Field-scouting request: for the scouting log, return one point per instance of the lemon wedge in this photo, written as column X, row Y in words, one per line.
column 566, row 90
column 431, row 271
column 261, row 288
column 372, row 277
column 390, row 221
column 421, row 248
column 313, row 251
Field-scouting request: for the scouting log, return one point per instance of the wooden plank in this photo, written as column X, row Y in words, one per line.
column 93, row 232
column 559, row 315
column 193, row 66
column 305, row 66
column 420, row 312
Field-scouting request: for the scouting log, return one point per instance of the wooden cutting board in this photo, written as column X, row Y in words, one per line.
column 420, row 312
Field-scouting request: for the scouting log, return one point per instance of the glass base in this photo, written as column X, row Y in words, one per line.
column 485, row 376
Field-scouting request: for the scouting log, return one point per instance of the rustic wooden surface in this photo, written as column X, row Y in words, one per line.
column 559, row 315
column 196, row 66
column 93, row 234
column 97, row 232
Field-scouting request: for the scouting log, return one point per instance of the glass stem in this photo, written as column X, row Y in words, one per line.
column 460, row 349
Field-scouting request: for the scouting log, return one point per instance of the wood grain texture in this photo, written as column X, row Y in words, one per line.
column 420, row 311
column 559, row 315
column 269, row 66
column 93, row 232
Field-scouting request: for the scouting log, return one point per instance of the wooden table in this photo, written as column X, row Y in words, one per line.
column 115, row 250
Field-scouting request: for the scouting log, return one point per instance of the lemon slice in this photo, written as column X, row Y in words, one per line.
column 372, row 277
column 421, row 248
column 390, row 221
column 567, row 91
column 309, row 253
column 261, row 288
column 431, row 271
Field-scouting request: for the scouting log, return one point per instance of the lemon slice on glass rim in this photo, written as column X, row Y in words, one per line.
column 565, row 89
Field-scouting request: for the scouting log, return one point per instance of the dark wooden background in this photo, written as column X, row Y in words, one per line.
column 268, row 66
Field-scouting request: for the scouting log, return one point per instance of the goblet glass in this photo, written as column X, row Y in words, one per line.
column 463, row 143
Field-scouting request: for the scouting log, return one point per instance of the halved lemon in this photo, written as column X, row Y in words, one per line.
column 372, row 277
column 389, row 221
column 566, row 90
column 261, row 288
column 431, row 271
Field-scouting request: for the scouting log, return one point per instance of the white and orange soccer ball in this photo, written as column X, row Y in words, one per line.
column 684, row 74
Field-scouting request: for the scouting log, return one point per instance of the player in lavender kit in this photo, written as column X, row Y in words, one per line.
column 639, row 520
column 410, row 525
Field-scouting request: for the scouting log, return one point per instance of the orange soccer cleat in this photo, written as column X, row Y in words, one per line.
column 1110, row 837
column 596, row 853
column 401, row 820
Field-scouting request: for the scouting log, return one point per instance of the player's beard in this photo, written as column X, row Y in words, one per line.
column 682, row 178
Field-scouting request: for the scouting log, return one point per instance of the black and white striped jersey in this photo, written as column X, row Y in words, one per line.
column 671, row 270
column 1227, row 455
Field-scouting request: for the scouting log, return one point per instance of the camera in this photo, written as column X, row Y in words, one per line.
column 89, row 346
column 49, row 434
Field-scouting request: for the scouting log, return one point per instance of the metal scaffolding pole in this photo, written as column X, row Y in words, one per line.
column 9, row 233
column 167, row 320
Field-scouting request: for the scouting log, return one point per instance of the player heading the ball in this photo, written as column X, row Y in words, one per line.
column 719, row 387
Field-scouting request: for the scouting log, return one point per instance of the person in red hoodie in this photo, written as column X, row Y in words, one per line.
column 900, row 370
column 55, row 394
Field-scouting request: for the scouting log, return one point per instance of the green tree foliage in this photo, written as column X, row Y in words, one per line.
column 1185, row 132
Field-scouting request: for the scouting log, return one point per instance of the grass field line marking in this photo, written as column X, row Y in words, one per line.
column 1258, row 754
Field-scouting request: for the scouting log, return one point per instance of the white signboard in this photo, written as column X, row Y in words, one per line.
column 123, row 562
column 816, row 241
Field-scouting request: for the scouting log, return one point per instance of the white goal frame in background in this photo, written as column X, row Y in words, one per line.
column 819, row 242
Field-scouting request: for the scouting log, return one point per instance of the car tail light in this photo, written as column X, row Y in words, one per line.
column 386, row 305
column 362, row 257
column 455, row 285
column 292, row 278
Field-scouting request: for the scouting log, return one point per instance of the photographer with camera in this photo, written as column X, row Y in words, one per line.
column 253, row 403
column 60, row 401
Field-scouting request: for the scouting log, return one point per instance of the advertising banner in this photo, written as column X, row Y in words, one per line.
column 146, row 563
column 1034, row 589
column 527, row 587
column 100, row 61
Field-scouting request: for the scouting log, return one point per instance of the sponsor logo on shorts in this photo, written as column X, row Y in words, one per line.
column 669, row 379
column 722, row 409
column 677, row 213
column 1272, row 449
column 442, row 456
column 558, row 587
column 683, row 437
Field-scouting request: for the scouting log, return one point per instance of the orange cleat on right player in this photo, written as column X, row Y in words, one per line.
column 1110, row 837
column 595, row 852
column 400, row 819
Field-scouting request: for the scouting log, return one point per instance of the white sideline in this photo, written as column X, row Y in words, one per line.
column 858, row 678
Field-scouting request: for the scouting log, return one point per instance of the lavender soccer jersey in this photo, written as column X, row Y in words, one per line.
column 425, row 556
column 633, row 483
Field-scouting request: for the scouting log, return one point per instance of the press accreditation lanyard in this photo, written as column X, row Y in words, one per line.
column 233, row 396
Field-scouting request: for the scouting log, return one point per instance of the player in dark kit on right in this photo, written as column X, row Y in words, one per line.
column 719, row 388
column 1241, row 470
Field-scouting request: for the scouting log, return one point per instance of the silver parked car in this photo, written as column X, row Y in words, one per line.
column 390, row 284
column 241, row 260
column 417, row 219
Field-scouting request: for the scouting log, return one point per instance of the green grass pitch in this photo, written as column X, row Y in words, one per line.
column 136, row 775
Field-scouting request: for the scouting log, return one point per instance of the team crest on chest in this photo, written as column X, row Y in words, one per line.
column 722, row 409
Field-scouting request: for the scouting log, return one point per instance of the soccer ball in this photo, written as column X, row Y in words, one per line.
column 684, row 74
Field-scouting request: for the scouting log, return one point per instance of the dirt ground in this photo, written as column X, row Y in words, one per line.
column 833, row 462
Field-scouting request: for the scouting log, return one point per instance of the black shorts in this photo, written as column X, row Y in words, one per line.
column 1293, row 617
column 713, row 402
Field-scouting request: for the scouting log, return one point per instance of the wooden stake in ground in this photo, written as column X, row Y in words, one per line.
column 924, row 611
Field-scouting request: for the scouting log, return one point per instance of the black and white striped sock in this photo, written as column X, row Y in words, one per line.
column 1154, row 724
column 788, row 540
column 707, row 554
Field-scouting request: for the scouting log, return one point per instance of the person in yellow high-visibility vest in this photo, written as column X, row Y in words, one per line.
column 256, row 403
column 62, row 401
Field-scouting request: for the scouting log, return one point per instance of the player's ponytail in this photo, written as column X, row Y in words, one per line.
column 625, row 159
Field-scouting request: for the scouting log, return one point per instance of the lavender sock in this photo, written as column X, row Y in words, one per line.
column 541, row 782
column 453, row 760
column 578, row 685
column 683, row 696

:::::

Print all of the items above again, copying every line verbatim and without any change.

Expected answer ▸
Field-scouting request: for the scouting log, return one point per instance of the lemon wedge in this photo, written as column X, row Y in words, one per line.
column 566, row 90
column 431, row 271
column 261, row 288
column 372, row 277
column 390, row 221
column 421, row 248
column 313, row 251
Field-scouting request: for the scouting log, return one point per instance of the wooden plank in this photo, written as column X, row Y in words, one per line.
column 93, row 232
column 559, row 315
column 193, row 66
column 305, row 66
column 420, row 312
Field-scouting request: for the scouting log, return one point per instance of the wooden cutting board in this photo, written as column X, row Y in words, one per line.
column 420, row 312
Field-scouting request: for the scouting log, return one point per instance of the glass base in this photo, written as column X, row Y in words, one per line.
column 485, row 376
Field-scouting request: for the scouting log, return one point per instance of the rustic wooden surface in this photo, written as column X, row Y in words, one per line.
column 559, row 315
column 196, row 66
column 93, row 234
column 97, row 232
Field-scouting request: for the scouting log, return one point per instance of the glass stem in this photo, written as column X, row Y in words, one per line.
column 460, row 349
Field-scouting request: for the scouting log, return one point per instance of the wood grain texture in this photo, written as column X, row Y in words, one per line.
column 420, row 311
column 559, row 315
column 269, row 66
column 93, row 232
Field-scouting request: for the scouting log, return one point per instance of the wooden table in this photo, written as column X, row Y in words, one per line.
column 115, row 250
Field-scouting request: for the scouting log, return one point per instance of the lemon slice in this photo, written as column X, row Y in words, one per line.
column 372, row 277
column 421, row 248
column 390, row 221
column 567, row 91
column 309, row 253
column 261, row 288
column 431, row 271
Field-scouting request: for the scouting log, return one point per instance of the lemon slice on glass rim in this photo, written as column X, row Y in words, one per line.
column 565, row 89
Field-scouting request: for the scouting log, return one point per instance of the dark wooden background in this photo, written as column X, row Y in words, one per line.
column 268, row 66
Field-scouting request: for the scouting log, return one point per instance of the goblet glass in this photo, written as column X, row Y in words, one per line.
column 463, row 143
Field-scouting request: for the scouting log, return one point per instance of the halved lemon in this photo, written as column X, row Y in words, one per line.
column 372, row 277
column 389, row 221
column 566, row 90
column 261, row 288
column 431, row 271
Field-scouting request: for the scouting log, return one point per instance of the white and orange soccer ball in this photo, written as column X, row Y in words, one per line.
column 684, row 74
Field-scouting request: for the scouting log, return one point per instance of the player in lavender kit in this photo, written as column X, row Y in words, one per line.
column 639, row 520
column 410, row 525
Field-scouting request: for the scouting log, return one point per instance of the orange soccer cleat in this photo, written as column X, row Y in words, one per line.
column 1110, row 837
column 596, row 853
column 401, row 820
Field-scouting request: for the scouting log, return one point per instance of the player's beard in this photo, written as column X, row Y in words, one per line.
column 682, row 178
Field-scouting request: for the scouting log, return one point per instance of the black and white striped jersey in this photo, written as column X, row Y in words, one per line.
column 671, row 270
column 1227, row 455
Field-scouting request: for the scouting log, return one point per instance of the camera in this photo, written as column X, row Y in words, one per line.
column 89, row 346
column 49, row 434
Field-scouting request: for the scouting log, return one point per instance of the metal scaffolding pole in this photo, written as column X, row Y in words, one per line.
column 9, row 233
column 167, row 320
Field-scouting request: for the scouting log, return one point per instance of the player heading the ball in this photo, written as column X, row Y in words, one per line.
column 719, row 387
Field-scouting request: for the scouting log, return one point per instance of the person in red hoodie in this photo, written as column X, row Y in words, one per line.
column 900, row 370
column 55, row 394
Field-scouting request: for the scouting log, return one point per instance of the green tree foliage in this photo, written as column X, row Y in words, one per line.
column 1185, row 132
Field-scouting request: for the scouting log, return one point per instance of the grass field line marking in this photo, written as column X, row Y in words, one per line.
column 1258, row 754
Field-scouting request: for the scouting log, return one point per instance of the white signboard in this photo, written as column X, row Y in words, one per line.
column 123, row 562
column 816, row 241
Field-scouting request: for the scouting log, return one point per instance of the white goal frame in background in this photo, written as column X, row Y in words, one per line.
column 819, row 242
Field-scouting request: for the scouting log, return one point per instance of the car tail light in this photo, written as column X, row Y in words, one per line.
column 386, row 305
column 362, row 257
column 455, row 285
column 292, row 278
Field-scouting request: for the scouting log, return one point per instance of the photographer with camera in this photo, written as column X, row Y in words, one per line.
column 253, row 403
column 60, row 401
Field-scouting request: for the scouting log, return one point per instance of the advertising banner in this photo, written as column X, row Y in words, one per line.
column 146, row 563
column 1034, row 589
column 527, row 587
column 100, row 61
Field-scouting request: for the scouting log, return one point per instance of the sponsor logo on shorts in this photo, written as column X, row Y in words, one per line.
column 669, row 379
column 722, row 409
column 677, row 213
column 1272, row 449
column 442, row 456
column 558, row 587
column 683, row 437
Field-scouting request: for the scouting log, return one point per instance of the orange cleat on right player in this photo, written as column X, row Y in words, one per line.
column 1110, row 837
column 595, row 852
column 400, row 819
Field-scouting request: for the scouting log, return one point per instance of the white sideline in this photo, written as column X, row Y in words, one per line.
column 858, row 678
Field-scouting request: for the scouting log, return one point per instance of the lavender soccer jersey in this photo, written as column X, row Y in words, one per line.
column 425, row 556
column 633, row 483
Field-scouting request: for the scouting log, return one point per instance of the press accreditation lanyard in this photo, written as column X, row Y in words, one per line.
column 233, row 396
Field-scouting request: for the scouting log, return one point per instance of the player in dark kit on right in this photo, written as column X, row Y in words, one per line.
column 719, row 388
column 1241, row 470
Field-scouting request: for the scouting log, return one point per instance of the silver parked car in this photo, written as column X, row Y in words, one per line.
column 390, row 284
column 241, row 260
column 417, row 219
Field-scouting request: for the scouting log, return one point per instance of the green grass pitch in this photo, written as column X, row Y in words, one per line.
column 136, row 775
Field-scouting request: for the scouting log, return one point per instance of the team crest on chest in this photo, written as column X, row Y in words, one per line.
column 722, row 409
Field-scouting request: for the scouting log, return one point per instance of the soccer ball in this photo, written as column X, row Y in words, one per line.
column 684, row 74
Field-scouting request: for the scouting log, return one point per instance of the dirt ground in this photo, written as column X, row Y in words, one per line.
column 833, row 462
Field-scouting request: for the scouting log, return one point per instance of the black shorts in this photo, written as column X, row Y in words, one per line.
column 1293, row 617
column 713, row 402
Field-scouting request: for the scouting log, return one point per instance of the wooden stake in ground in this photo, written as column X, row Y in words, one per line.
column 924, row 611
Field-scouting request: for the scouting log, return one point per instance of the black and white striped sock in this photo, written as column X, row Y in words, one per line.
column 1154, row 724
column 788, row 540
column 707, row 554
Field-scouting request: for the scouting log, return one point per instance of the person in yellow high-visibility vest in this photo, written as column X, row Y in words, one per line.
column 256, row 403
column 62, row 401
Field-scouting request: for the scouting log, return one point per instance of the player's ponytail in this photo, written as column X, row Y in words, one per line.
column 625, row 159
Field-scouting request: for the scouting log, return one point per instance of the lavender sock in this photo, written as column X, row Y in words, one per line.
column 541, row 782
column 453, row 760
column 578, row 685
column 683, row 696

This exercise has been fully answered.